Data in this exercise:
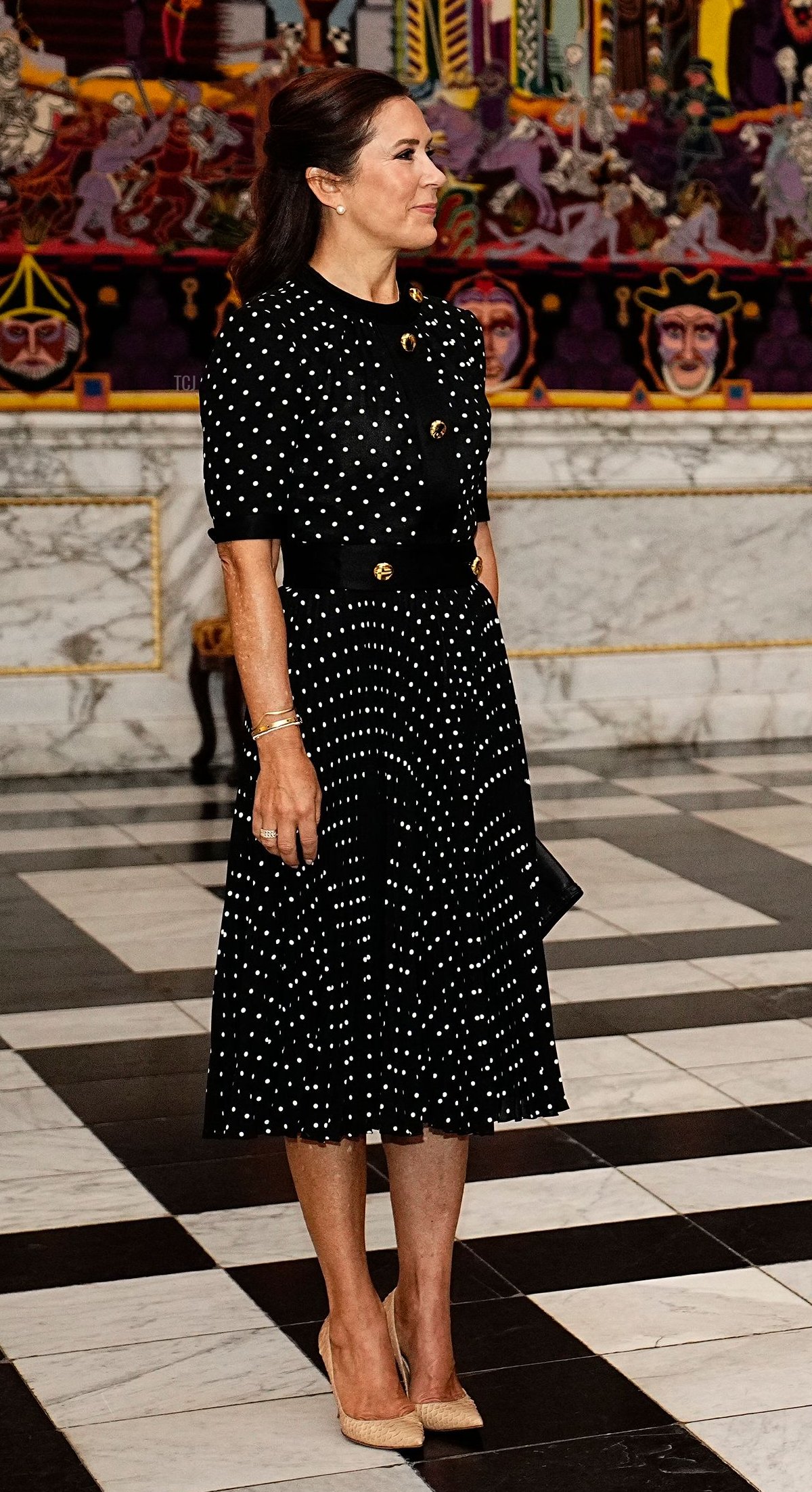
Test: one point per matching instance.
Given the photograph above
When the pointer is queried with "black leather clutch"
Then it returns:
(559, 891)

What is required:
Exclude every picture and restate the listing word for word.

Result for this exercise:
Test: one point per matching instance.
Given the photograph above
When the pointer is queried with "black leather clutch"
Then it returns:
(559, 891)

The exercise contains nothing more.